Stored data entries

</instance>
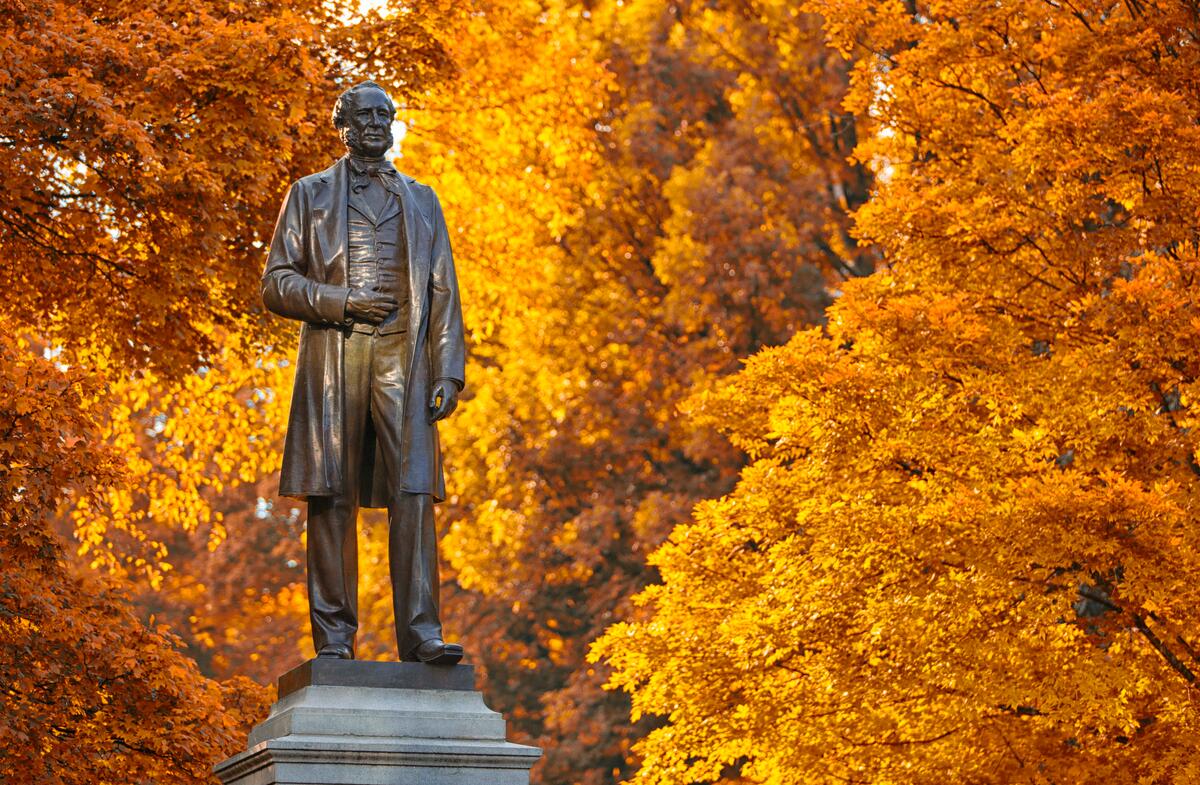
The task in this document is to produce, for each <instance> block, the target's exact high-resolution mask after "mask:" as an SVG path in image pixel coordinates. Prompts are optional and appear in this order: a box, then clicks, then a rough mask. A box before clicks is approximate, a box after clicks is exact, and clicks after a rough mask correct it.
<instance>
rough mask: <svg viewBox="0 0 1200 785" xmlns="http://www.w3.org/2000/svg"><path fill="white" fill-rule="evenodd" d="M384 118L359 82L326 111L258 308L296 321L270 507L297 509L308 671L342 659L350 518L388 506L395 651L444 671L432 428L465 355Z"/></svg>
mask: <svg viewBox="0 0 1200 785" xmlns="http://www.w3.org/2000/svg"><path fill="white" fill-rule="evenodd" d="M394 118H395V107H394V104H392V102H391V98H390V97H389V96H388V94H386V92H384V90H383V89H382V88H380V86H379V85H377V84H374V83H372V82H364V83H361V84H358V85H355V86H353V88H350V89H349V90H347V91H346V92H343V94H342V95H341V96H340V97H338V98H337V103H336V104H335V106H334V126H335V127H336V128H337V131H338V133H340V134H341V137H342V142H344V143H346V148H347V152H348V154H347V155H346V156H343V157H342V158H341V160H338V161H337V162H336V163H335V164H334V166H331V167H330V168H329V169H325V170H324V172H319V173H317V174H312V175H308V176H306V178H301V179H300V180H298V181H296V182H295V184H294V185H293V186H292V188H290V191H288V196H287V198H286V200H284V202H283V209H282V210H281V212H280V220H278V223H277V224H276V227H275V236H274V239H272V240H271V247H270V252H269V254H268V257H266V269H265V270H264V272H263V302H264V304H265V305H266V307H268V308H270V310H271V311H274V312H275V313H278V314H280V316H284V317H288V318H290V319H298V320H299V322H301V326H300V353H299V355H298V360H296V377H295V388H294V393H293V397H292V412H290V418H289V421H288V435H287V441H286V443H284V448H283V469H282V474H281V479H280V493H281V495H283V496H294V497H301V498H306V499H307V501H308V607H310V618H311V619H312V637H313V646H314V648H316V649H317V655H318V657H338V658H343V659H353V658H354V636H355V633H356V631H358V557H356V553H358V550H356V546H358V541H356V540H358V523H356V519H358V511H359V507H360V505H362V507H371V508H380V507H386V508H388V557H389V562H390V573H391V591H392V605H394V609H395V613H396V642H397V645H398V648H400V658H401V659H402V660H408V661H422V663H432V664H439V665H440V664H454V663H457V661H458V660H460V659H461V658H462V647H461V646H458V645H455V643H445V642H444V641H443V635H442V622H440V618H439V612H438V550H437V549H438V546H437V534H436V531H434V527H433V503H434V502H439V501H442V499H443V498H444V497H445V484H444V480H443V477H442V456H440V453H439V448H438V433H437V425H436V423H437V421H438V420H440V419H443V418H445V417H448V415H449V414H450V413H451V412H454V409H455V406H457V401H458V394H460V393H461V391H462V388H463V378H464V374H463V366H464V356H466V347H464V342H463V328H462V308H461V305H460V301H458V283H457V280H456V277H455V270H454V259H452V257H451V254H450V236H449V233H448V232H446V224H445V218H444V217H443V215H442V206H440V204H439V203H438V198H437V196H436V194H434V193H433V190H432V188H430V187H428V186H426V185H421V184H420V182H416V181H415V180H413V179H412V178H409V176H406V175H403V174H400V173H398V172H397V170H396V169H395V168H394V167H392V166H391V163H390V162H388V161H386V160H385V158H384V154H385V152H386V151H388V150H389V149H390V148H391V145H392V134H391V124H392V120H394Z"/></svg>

#### Problem to solve:
Output each line of the records exactly. Any picture is skipped.

#### Your response:
</instance>
The task in this document is to produce, for each <instance> block, the target's exact high-resolution mask after "mask:" as an SVG path in image pixel coordinates. Prompts are optional and appear in this order: a box, then clicks, then a rough mask. A box before clicks is approximate, a box after clicks is exact, and clicks after a rough mask correct it.
<instance>
rough mask: <svg viewBox="0 0 1200 785" xmlns="http://www.w3.org/2000/svg"><path fill="white" fill-rule="evenodd" d="M384 118L359 82L326 111L258 308L296 321L270 507L297 509L308 671L342 659L350 518L388 506L395 651L444 671L432 428L465 355Z"/></svg>
mask: <svg viewBox="0 0 1200 785" xmlns="http://www.w3.org/2000/svg"><path fill="white" fill-rule="evenodd" d="M394 118H395V107H394V104H392V102H391V98H390V97H389V96H388V94H386V92H384V90H383V89H382V88H380V86H379V85H377V84H374V83H372V82H364V83H361V84H358V85H355V86H353V88H350V89H349V90H347V91H346V92H343V94H342V95H341V96H340V97H338V98H337V103H336V104H335V106H334V126H335V127H336V128H337V131H338V133H340V134H341V137H342V142H344V143H346V148H347V152H348V154H347V155H346V156H343V157H342V158H341V160H338V161H337V162H336V163H335V164H334V166H331V167H330V168H329V169H325V170H324V172H319V173H317V174H312V175H308V176H306V178H301V179H300V180H298V181H296V182H295V184H294V185H293V186H292V188H290V191H288V196H287V198H286V200H284V202H283V209H282V210H281V212H280V220H278V223H277V224H276V227H275V236H274V239H272V240H271V247H270V252H269V254H268V257H266V269H265V270H264V272H263V302H264V304H265V305H266V307H268V308H270V310H271V311H274V312H275V313H278V314H280V316H284V317H288V318H290V319H298V320H299V322H301V326H300V353H299V355H298V360H296V377H295V388H294V393H293V397H292V412H290V418H289V421H288V435H287V441H286V443H284V448H283V469H282V474H281V479H280V493H281V495H283V496H294V497H301V498H306V499H307V501H308V607H310V618H311V619H312V637H313V646H314V648H316V649H317V655H318V657H338V658H343V659H353V658H354V636H355V633H356V631H358V557H356V553H358V550H356V546H358V541H356V540H358V523H356V519H358V511H359V507H360V505H362V507H371V508H380V507H386V508H388V557H389V562H390V573H391V591H392V605H394V609H395V613H396V642H397V645H398V648H400V658H401V659H402V660H408V661H422V663H432V664H439V665H440V664H454V663H457V661H458V660H460V659H461V658H462V647H461V646H458V645H455V643H445V642H444V641H443V635H442V622H440V618H439V612H438V550H437V549H438V546H437V534H436V531H434V527H433V503H434V502H439V501H442V499H443V498H444V497H445V484H444V480H443V477H442V456H440V453H439V448H438V433H437V425H436V423H437V421H438V420H440V419H443V418H445V417H448V415H449V414H450V413H451V412H454V409H455V406H457V401H458V394H460V393H461V391H462V388H463V378H464V374H463V366H464V356H466V347H464V342H463V328H462V308H461V305H460V301H458V283H457V280H456V277H455V270H454V259H452V257H451V254H450V236H449V233H448V232H446V224H445V218H444V217H443V215H442V206H440V204H439V203H438V198H437V196H436V194H434V193H433V190H432V188H430V187H428V186H426V185H421V184H420V182H416V181H415V180H413V179H412V178H409V176H406V175H403V174H400V173H398V172H397V170H396V169H395V168H394V167H392V166H391V163H390V162H388V161H386V160H385V158H384V154H385V152H386V151H388V150H389V149H390V148H391V145H392V134H391V124H392V120H394Z"/></svg>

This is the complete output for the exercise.